---------- INFORMATION SHOWN

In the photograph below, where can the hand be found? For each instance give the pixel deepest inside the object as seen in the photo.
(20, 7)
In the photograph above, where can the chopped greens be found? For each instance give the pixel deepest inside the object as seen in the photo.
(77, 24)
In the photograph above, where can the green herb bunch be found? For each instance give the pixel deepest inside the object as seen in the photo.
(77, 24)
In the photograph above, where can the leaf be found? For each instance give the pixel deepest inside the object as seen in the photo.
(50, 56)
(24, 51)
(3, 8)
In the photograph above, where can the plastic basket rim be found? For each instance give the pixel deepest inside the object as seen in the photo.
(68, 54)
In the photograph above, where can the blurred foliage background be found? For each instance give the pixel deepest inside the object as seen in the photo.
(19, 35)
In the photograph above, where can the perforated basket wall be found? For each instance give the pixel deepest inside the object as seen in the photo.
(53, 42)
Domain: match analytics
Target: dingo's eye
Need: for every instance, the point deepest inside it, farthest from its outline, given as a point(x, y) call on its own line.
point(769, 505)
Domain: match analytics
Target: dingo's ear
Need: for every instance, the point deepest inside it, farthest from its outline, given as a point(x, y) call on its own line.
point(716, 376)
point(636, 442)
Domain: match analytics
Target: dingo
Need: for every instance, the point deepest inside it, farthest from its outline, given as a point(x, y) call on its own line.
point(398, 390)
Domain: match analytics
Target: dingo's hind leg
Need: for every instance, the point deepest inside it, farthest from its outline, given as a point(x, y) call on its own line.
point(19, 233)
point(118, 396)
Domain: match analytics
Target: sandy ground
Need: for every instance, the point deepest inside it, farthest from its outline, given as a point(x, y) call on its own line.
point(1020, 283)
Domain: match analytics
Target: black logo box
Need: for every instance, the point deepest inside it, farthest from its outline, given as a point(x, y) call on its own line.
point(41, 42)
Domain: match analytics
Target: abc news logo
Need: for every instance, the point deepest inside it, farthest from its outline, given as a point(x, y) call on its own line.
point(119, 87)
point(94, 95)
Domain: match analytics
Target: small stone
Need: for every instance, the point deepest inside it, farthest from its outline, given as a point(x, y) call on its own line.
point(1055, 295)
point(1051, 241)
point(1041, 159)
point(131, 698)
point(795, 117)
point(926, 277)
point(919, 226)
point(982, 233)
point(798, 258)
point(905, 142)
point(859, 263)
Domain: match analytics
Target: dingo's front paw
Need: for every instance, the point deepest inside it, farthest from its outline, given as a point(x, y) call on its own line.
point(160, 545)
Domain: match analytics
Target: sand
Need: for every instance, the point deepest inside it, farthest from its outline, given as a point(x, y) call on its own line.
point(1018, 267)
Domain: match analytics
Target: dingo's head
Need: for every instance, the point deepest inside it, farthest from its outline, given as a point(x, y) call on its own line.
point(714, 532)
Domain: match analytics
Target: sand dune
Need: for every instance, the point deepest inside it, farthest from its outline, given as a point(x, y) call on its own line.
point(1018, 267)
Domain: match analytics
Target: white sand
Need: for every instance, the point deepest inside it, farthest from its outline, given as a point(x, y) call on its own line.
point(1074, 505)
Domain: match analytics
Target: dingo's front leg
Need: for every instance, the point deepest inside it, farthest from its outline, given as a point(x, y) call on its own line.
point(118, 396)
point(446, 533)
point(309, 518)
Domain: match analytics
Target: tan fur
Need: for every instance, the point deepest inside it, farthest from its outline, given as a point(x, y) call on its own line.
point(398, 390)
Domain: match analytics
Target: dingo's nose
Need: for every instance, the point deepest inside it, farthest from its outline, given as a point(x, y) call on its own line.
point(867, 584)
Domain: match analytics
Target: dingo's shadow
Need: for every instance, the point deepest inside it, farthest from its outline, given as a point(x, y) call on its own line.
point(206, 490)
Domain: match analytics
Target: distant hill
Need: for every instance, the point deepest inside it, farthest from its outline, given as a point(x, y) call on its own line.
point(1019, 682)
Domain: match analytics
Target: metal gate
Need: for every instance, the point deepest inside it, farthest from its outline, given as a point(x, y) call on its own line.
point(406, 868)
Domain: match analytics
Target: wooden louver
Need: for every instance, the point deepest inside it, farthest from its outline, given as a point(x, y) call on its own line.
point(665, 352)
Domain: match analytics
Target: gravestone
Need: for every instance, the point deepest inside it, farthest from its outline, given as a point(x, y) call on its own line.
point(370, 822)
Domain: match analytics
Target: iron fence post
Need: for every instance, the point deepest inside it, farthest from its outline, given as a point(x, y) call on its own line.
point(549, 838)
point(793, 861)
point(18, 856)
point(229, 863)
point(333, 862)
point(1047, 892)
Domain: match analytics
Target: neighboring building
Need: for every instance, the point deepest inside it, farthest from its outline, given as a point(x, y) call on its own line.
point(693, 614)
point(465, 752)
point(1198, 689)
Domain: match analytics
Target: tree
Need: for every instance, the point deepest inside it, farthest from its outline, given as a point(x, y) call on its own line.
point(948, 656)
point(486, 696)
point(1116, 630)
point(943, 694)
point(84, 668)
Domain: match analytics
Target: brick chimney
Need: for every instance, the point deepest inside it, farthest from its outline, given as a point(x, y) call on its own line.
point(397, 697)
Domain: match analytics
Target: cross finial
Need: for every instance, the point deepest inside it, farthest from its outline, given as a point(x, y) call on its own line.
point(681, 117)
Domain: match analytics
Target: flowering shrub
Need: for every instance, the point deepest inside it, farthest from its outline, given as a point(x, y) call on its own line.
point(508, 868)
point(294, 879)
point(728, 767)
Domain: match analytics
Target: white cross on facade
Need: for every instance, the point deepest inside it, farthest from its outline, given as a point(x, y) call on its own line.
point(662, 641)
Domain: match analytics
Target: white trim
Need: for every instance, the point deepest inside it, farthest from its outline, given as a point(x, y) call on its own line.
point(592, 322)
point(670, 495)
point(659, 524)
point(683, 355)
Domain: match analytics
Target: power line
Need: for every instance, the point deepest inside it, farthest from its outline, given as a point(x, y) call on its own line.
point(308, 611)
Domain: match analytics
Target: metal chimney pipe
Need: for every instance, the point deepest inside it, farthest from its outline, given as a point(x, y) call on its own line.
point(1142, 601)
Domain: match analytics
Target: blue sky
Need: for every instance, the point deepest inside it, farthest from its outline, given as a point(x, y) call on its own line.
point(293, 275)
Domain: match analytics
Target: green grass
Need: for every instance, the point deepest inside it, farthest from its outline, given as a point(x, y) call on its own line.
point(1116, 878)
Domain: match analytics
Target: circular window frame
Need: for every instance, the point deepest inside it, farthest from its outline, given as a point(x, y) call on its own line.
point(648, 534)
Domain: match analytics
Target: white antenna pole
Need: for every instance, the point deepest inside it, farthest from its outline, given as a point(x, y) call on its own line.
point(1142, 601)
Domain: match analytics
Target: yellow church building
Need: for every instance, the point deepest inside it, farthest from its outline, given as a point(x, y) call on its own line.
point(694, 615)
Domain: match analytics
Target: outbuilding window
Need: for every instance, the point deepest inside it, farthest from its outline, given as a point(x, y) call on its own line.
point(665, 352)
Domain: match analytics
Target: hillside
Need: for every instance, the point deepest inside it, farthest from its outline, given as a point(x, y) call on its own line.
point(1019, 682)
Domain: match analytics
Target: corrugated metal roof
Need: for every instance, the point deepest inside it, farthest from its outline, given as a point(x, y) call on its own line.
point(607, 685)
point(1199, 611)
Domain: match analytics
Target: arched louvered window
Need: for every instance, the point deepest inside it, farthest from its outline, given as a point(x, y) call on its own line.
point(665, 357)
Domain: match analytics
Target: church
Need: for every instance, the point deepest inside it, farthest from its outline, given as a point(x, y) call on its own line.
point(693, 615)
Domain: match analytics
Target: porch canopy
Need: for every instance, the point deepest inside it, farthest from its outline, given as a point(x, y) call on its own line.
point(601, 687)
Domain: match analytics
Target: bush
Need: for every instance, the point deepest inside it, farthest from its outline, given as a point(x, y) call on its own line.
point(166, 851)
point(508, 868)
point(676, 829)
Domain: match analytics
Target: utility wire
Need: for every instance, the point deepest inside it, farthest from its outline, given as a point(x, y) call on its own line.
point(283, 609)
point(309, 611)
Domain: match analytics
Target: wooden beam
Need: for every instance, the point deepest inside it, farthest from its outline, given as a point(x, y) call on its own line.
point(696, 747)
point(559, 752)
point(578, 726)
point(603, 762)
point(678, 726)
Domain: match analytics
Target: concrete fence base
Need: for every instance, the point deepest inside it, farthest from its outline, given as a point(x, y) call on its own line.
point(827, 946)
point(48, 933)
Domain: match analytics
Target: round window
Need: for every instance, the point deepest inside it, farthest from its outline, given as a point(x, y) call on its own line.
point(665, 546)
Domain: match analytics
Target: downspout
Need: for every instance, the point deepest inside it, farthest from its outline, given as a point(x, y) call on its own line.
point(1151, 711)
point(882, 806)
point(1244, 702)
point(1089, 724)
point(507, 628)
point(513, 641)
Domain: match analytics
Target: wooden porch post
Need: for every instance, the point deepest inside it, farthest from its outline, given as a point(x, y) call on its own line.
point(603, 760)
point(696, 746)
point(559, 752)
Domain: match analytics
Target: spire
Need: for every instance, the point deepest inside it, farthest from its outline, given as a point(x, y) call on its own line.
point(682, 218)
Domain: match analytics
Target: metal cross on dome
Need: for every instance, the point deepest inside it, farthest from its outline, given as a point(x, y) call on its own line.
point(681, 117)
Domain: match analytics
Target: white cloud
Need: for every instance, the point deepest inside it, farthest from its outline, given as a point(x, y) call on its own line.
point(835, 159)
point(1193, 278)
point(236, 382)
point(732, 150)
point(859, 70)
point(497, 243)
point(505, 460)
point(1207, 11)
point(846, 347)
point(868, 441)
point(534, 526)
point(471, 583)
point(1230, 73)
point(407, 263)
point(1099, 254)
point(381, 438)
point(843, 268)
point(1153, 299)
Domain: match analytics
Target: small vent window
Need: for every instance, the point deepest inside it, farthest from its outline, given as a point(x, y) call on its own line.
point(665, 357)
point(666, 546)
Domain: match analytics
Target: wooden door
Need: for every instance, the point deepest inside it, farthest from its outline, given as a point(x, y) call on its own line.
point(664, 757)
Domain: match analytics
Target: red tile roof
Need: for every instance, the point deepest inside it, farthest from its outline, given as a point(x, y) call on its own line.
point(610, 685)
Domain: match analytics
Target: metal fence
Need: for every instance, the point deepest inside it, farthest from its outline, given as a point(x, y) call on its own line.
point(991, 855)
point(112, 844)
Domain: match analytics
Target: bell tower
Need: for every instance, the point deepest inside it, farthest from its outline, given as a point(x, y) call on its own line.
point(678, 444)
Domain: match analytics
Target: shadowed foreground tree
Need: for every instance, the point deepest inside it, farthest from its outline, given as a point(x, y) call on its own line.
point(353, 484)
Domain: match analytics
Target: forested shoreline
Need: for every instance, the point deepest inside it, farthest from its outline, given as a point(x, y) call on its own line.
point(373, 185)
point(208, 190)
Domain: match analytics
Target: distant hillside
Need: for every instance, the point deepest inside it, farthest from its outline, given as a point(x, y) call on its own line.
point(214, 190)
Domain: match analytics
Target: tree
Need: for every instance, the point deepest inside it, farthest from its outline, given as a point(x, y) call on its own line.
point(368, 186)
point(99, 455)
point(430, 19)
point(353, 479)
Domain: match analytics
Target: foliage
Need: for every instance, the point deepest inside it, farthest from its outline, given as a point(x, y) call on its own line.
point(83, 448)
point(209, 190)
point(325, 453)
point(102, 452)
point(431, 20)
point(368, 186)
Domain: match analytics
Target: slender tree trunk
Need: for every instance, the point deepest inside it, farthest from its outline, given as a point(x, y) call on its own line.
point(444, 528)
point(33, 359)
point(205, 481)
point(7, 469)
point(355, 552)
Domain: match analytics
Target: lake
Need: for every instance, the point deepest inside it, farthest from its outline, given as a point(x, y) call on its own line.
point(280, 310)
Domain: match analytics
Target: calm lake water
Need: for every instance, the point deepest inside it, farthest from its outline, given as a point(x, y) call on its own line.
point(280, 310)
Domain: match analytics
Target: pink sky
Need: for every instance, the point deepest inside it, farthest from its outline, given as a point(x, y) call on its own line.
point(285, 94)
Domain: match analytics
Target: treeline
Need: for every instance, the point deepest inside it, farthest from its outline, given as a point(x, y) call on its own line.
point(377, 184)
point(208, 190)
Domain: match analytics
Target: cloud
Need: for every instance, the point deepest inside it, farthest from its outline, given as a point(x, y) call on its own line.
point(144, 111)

--------------------

EXERCISE – How many lines in the records above contain the word "metal"? Reply with the number alone.

TASK OUTPUT – 5